**問題文:**
松下幸之助と神社についての抽出テキストを、一字も変えずに全文そのまま抜き出せ。

**抽出テキスト:**
★ ★ ★

パナソニック創業者の松下幸之助は、神仏に熱心に祈っていたことが知られている。
『成功するビジネスパーソンは、なぜ忙しくても神社に行くのか?』(PHP研究所)の著者である八木龍平さんは「願いごとよりも、自身の『あり方』『あるべき姿』を神様に誓い続けるのが、一流のビジネスパーソンに共通の『祈り』だ」という――。
※本稿は、八木龍平『成功するビジネスパーソンは、なぜ忙しくても神社に行くのか? 』(PHP研究所)の一部を再編集したものです。
【パナソニックには「神社管理担当」の正社員がいる】
大手総合電機メーカー「パナソニックホールディングス」には、会社の中に神社があります。週刊誌『AERA』の記事(2018年1月15日号)に、頭を丸めた僧侶姿の田中観士さんの取材記事が掲載されていました。

★ ★ ★

**提供データ:**
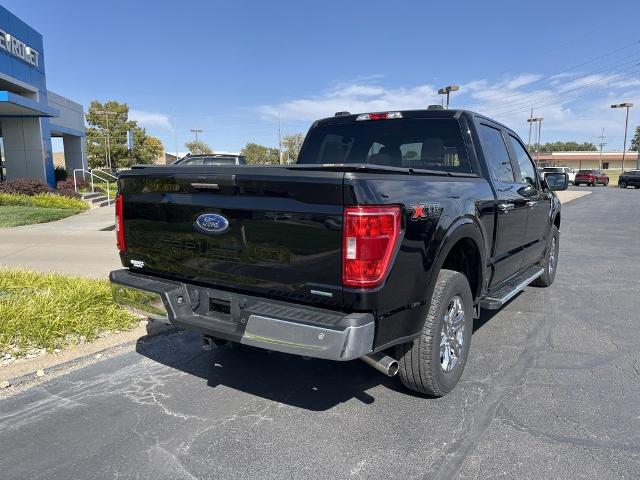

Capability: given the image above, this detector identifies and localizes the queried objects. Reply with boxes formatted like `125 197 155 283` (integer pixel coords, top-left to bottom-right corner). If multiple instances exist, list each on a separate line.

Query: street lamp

★ ★ ★

**本問の解答:**
パナソニック創業者の松下幸之助は、神仏に熱心に祈っていたことが知られている。
『成功するビジネスパーソンは、なぜ忙しくても神社に行くのか?』(PHP研究所)の著者である八木龍平さんは「願いごとよりも、自身の『あり方』『あるべき姿』を神様に誓い続けるのが、一流のビジネスパーソンに共通の『祈り』だ」という――。
※本稿は、八木龍平『成功するビジネスパーソンは、なぜ忙しくても神社に行くのか? 』(PHP研究所)の一部を再編集したものです。
【パナソニックには「神社管理担当」の正社員がいる】
大手総合電機メーカー「パナソニックホールディングス」には、会社の中に神社があります。週刊誌『AERA』の記事(2018年1月15日号)に、頭を丸めた僧侶姿の田中観士さんの取材記事が掲載されていました。